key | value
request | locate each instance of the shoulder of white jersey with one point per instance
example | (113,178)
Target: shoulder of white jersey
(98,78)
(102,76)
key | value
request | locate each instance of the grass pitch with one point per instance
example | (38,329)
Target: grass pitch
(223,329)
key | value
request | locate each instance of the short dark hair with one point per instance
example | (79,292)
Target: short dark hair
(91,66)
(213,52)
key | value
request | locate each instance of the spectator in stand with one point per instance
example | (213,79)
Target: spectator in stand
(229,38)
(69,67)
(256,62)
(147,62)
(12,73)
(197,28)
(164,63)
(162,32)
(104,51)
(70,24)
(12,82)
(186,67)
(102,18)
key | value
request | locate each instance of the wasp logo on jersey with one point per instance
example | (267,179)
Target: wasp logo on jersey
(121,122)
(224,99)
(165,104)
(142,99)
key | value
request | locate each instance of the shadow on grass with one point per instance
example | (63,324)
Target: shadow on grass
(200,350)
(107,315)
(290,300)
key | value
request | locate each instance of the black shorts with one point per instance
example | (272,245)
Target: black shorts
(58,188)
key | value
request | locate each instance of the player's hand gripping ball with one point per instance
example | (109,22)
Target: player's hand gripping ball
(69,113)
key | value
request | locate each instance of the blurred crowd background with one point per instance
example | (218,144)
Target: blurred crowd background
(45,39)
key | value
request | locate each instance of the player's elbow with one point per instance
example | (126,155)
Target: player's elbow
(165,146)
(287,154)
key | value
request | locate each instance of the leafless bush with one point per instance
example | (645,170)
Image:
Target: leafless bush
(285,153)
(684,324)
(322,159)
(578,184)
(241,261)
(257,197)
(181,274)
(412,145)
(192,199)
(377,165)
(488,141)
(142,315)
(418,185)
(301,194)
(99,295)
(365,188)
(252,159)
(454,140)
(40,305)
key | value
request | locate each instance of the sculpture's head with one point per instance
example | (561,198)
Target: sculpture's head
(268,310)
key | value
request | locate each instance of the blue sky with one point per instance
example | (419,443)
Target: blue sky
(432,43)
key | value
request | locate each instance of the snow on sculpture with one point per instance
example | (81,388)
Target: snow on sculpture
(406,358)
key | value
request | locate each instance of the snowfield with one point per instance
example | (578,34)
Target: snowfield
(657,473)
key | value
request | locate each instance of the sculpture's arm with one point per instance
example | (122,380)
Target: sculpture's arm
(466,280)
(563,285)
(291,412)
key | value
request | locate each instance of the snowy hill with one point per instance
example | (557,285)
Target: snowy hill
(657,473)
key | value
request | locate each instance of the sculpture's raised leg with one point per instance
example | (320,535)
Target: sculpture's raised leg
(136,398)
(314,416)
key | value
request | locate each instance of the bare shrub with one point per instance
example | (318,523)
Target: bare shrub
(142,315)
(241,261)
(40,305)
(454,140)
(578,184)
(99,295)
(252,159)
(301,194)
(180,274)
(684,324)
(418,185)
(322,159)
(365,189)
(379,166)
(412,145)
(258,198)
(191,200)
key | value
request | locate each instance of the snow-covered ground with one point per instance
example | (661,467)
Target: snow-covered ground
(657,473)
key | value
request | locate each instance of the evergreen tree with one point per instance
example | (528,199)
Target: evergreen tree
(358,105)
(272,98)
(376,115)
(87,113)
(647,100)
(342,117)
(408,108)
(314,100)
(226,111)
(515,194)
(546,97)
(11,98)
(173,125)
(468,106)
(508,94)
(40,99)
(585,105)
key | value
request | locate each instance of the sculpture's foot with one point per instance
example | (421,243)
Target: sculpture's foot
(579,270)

§ What to do: Reproduce the listing above exactly as far as the line with "example | (38,329)", that line included.

§ Completed exercise:
key | value
request | locate each instance of the shoulder of white jersey with one point per instance
example | (113,178)
Target: shoulder of white jersey
(98,78)
(102,76)
key | value
request | locate each instance of the grass pitch with one point per instance
example | (38,329)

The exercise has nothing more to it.